◆ TASK DETAILS:
Put the listing below, from the line containing "Provide the location of every instance of the lake" through the end of the listing, into a two-column CSV with the header text,answer. Give one row for each text and the answer that follows it, with each value in a single quoted field and line breaks replaced by spaces.

__________________________________________________

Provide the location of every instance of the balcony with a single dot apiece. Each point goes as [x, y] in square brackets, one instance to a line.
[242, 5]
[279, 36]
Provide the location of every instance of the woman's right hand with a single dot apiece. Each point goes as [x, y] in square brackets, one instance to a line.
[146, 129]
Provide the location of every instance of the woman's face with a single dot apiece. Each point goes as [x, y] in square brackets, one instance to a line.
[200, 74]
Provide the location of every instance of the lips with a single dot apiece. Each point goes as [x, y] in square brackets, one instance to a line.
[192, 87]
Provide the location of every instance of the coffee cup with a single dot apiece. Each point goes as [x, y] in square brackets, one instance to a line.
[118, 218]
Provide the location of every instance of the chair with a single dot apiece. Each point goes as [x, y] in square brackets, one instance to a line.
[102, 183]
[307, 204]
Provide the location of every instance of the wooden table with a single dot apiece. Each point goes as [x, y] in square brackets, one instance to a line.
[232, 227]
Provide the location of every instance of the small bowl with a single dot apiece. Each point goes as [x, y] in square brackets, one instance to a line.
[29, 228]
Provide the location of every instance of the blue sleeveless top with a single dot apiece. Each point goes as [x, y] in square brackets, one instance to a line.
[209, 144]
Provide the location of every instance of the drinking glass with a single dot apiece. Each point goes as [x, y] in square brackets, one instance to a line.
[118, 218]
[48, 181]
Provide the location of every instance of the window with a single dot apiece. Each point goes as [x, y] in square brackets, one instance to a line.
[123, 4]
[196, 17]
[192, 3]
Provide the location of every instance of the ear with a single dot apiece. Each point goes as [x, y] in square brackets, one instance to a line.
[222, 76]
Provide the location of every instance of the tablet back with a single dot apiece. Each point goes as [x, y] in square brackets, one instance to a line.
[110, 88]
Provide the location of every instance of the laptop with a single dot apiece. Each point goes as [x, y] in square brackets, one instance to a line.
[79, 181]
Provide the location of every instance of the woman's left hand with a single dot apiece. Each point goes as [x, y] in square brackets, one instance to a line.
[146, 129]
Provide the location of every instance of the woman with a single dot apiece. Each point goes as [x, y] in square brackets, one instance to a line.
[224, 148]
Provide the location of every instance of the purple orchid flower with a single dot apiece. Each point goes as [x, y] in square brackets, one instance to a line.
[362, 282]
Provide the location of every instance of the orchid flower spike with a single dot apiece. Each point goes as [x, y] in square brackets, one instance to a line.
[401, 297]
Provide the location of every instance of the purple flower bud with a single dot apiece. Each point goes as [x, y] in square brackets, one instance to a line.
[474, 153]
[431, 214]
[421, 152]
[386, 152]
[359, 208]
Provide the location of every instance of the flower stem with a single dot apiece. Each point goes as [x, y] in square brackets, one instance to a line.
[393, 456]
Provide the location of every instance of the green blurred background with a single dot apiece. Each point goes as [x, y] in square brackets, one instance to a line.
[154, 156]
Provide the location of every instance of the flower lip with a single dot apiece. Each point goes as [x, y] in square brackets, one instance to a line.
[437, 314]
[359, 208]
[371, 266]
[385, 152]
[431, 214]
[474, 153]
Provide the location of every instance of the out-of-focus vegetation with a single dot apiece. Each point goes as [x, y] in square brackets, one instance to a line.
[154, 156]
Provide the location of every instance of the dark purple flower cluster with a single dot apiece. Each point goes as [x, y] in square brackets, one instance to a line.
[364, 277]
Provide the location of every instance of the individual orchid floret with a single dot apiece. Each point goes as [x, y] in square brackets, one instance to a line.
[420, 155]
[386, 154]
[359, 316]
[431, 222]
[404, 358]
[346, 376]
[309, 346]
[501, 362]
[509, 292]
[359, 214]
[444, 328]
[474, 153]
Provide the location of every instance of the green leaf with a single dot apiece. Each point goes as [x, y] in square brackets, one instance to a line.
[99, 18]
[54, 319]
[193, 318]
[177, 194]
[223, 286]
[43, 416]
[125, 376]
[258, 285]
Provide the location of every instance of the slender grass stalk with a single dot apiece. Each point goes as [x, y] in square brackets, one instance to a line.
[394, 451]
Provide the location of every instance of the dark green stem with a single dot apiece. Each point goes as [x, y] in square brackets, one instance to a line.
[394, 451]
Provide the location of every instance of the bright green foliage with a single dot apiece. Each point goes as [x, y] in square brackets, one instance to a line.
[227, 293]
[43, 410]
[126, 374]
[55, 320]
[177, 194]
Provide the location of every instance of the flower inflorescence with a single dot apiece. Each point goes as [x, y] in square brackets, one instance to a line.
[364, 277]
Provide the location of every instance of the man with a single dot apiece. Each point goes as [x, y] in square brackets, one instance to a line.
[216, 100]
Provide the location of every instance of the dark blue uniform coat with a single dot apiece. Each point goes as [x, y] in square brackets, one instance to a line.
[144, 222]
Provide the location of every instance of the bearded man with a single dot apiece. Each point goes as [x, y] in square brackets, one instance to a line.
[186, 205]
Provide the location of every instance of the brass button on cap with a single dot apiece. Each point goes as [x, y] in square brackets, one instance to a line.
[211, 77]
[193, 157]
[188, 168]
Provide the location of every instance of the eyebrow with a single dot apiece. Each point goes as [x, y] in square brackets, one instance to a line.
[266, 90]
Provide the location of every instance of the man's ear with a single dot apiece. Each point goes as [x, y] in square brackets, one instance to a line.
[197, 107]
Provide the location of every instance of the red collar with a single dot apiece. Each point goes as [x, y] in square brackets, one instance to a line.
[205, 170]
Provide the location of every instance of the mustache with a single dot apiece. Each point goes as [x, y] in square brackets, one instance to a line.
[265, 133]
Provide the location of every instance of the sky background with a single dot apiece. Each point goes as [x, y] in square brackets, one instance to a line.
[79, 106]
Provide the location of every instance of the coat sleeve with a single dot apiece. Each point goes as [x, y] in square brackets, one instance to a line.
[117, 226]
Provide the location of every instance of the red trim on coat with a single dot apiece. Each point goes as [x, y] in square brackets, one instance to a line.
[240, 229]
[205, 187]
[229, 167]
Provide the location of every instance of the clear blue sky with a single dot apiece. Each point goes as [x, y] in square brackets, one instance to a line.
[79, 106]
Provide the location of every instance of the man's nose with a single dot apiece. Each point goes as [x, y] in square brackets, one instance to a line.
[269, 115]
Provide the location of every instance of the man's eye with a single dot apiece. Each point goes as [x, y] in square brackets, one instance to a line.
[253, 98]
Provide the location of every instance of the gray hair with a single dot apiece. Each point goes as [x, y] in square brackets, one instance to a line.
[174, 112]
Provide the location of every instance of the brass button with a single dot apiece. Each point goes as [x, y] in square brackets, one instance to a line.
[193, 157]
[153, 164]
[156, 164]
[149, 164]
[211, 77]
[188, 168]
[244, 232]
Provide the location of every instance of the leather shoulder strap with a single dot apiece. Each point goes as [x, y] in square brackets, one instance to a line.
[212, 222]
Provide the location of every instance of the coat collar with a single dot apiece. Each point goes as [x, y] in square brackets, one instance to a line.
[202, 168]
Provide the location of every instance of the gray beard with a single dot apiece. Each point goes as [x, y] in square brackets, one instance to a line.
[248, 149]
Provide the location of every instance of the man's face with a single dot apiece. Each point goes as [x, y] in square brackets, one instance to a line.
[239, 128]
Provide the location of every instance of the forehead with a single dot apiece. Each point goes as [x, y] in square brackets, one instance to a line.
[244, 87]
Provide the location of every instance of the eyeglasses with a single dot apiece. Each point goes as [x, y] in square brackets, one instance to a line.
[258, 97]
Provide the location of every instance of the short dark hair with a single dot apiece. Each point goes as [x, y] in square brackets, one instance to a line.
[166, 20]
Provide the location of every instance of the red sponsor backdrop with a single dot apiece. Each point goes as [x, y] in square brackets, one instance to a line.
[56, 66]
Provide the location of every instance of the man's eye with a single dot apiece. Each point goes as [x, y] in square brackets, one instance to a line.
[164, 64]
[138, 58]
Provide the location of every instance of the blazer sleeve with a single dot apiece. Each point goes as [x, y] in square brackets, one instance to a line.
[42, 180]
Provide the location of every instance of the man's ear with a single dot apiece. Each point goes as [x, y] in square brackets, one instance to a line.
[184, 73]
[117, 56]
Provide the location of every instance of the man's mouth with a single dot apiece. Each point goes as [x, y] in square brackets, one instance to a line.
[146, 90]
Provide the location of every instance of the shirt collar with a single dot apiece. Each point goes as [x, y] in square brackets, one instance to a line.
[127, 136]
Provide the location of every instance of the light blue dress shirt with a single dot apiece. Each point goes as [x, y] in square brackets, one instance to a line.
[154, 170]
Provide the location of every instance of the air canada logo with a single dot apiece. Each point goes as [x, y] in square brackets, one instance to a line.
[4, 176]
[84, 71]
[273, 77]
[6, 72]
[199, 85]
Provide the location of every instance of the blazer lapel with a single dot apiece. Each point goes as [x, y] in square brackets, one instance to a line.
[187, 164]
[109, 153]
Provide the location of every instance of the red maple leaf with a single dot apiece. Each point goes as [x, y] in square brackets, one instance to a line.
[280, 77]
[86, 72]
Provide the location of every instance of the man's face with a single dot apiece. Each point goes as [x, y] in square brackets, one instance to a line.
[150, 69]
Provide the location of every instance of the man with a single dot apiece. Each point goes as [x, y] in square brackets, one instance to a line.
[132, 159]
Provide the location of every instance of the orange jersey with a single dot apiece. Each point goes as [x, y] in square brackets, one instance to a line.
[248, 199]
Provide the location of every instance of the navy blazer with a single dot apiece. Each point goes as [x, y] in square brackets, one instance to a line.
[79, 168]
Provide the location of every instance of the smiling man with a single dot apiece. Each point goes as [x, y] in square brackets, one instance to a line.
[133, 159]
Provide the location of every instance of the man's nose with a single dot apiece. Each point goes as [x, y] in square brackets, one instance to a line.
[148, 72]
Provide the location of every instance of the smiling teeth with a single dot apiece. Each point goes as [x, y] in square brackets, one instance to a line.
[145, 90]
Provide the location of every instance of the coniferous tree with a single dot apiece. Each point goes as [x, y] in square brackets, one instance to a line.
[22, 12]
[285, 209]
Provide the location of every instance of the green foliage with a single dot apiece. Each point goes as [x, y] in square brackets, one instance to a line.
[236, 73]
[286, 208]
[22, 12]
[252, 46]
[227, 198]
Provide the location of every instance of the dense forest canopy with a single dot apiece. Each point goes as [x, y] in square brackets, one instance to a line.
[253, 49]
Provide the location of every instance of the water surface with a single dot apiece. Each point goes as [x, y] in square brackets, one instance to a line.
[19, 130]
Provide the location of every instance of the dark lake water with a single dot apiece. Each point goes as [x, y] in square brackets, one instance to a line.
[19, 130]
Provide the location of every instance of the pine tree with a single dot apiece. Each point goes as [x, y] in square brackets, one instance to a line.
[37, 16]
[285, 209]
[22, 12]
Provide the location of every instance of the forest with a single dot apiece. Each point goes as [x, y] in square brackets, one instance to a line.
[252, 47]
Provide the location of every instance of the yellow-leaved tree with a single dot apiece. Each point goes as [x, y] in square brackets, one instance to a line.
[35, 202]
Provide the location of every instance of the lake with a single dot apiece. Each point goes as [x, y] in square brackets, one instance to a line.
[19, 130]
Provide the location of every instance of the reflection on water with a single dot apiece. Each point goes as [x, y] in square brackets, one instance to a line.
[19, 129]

__________________________________________________

◆ RESPONSE:
text,answer
"Provide the location of every instance of the lake with a single dot apiece. Each point goes as [x, y] in square brackets, one instance to a line.","[19, 130]"
"Provide the location of every instance of the reflection on water with a single dot apiece. Each point goes as [x, y] in square brackets, one instance to a line.","[19, 129]"